Are you able to quote each entry exactly as written?

**** Input

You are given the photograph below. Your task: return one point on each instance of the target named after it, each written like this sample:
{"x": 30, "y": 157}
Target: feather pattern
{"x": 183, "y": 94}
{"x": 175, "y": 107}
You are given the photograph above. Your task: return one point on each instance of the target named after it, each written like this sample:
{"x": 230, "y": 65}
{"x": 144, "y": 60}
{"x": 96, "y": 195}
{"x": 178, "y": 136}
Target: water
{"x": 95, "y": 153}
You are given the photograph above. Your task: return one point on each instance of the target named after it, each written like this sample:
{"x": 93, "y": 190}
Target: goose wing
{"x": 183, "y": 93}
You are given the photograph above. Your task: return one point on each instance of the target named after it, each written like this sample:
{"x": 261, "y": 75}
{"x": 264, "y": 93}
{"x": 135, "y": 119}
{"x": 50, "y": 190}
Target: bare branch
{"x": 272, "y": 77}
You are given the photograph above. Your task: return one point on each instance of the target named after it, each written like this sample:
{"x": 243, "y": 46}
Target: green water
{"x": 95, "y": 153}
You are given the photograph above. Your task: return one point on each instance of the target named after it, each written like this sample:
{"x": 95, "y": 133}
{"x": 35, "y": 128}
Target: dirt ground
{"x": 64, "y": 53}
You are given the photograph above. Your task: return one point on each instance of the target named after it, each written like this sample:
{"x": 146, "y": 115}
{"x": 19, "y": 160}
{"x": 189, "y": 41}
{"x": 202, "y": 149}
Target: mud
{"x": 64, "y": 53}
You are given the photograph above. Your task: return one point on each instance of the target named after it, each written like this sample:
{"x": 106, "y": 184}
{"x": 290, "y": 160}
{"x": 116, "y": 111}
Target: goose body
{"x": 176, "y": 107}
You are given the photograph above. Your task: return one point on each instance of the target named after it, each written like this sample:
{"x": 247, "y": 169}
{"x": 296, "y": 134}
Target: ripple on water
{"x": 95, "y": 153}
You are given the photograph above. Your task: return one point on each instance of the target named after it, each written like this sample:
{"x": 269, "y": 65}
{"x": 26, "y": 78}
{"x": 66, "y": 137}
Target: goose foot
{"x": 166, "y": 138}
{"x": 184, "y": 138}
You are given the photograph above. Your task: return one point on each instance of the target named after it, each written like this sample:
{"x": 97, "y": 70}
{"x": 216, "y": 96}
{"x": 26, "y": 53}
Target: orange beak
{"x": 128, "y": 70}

********

:: Result ::
You are given the photograph below. Your task: return one point on each instance of the target named after it, each written like this sample:
{"x": 30, "y": 157}
Target: feather pattern
{"x": 183, "y": 94}
{"x": 175, "y": 107}
You are given the photograph above. Your task: return one point on each instance of the target named after it, each written like this sample:
{"x": 230, "y": 65}
{"x": 144, "y": 60}
{"x": 96, "y": 195}
{"x": 178, "y": 136}
Target: water
{"x": 95, "y": 153}
You are given the photograph above. Your task: return one point on each instance of the target named after it, each written like this sample:
{"x": 93, "y": 190}
Target: goose wing
{"x": 183, "y": 93}
You are given the photograph above. Your task: return one point on each instance of the target named after it, each written like this sample:
{"x": 261, "y": 75}
{"x": 264, "y": 93}
{"x": 135, "y": 119}
{"x": 50, "y": 190}
Target: bare branch
{"x": 272, "y": 77}
You are given the photograph above. Your task: return one point on each instance of the target named after it, each written like this sample:
{"x": 243, "y": 46}
Target: green water
{"x": 95, "y": 153}
You are given the photograph above. Your task: return one point on each instance of the target named after it, each written like this sample:
{"x": 95, "y": 133}
{"x": 35, "y": 128}
Target: dirt ground
{"x": 64, "y": 53}
You are given the photograph above. Your task: return one point on each instance of the target named after it, each written like this sample:
{"x": 146, "y": 115}
{"x": 19, "y": 160}
{"x": 189, "y": 41}
{"x": 202, "y": 149}
Target: mud
{"x": 64, "y": 53}
You are given the photograph above. Your task: return one point on each instance of the target named after it, each written like this sample:
{"x": 106, "y": 184}
{"x": 290, "y": 160}
{"x": 116, "y": 111}
Target: goose body
{"x": 176, "y": 107}
You are given the photograph above. Your task: return one point on each instance of the target named after it, each written like this sample:
{"x": 247, "y": 169}
{"x": 296, "y": 134}
Target: ripple on water
{"x": 95, "y": 153}
You are given the photograph above. Your task: return one point on each instance of the target named after it, each written like this sample:
{"x": 269, "y": 65}
{"x": 26, "y": 78}
{"x": 66, "y": 137}
Target: goose foot
{"x": 166, "y": 138}
{"x": 184, "y": 138}
You are given the photograph above. Your task: return one point on each instance of the target named after it, each written like this sample:
{"x": 97, "y": 70}
{"x": 216, "y": 96}
{"x": 26, "y": 53}
Target: orange beak
{"x": 128, "y": 70}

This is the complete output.